> Given data

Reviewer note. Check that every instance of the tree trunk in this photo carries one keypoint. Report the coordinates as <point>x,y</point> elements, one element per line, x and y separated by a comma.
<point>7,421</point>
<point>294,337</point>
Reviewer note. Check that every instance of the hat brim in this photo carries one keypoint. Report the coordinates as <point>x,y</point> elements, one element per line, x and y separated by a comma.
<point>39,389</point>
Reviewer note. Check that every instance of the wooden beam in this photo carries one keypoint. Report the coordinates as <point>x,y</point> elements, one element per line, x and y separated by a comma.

...

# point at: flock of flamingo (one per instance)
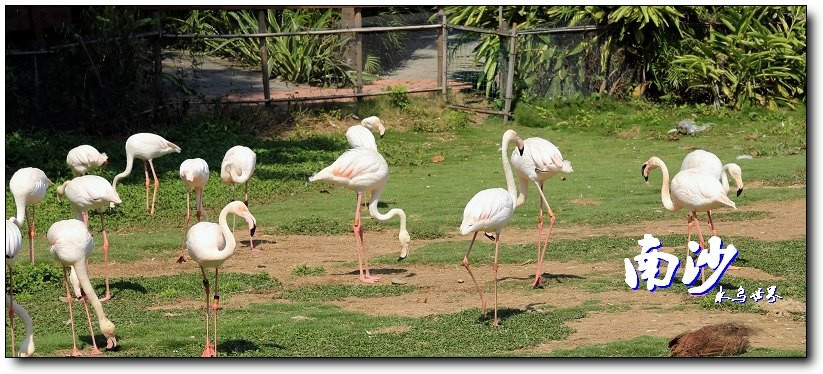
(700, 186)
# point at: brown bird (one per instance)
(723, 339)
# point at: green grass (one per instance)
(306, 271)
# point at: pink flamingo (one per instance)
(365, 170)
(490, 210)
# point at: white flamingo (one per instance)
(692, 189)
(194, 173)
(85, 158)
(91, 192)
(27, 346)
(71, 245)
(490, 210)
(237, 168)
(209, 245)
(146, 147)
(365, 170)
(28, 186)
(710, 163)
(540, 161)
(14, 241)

> Your goal
Please pull out every line of the listing above that contains the word "flamingo", and copy each one in full.

> Task solution
# point at: flock of flamingo (one per instance)
# point at: pink flamingo (one per instance)
# point at: white flamingo (one per instance)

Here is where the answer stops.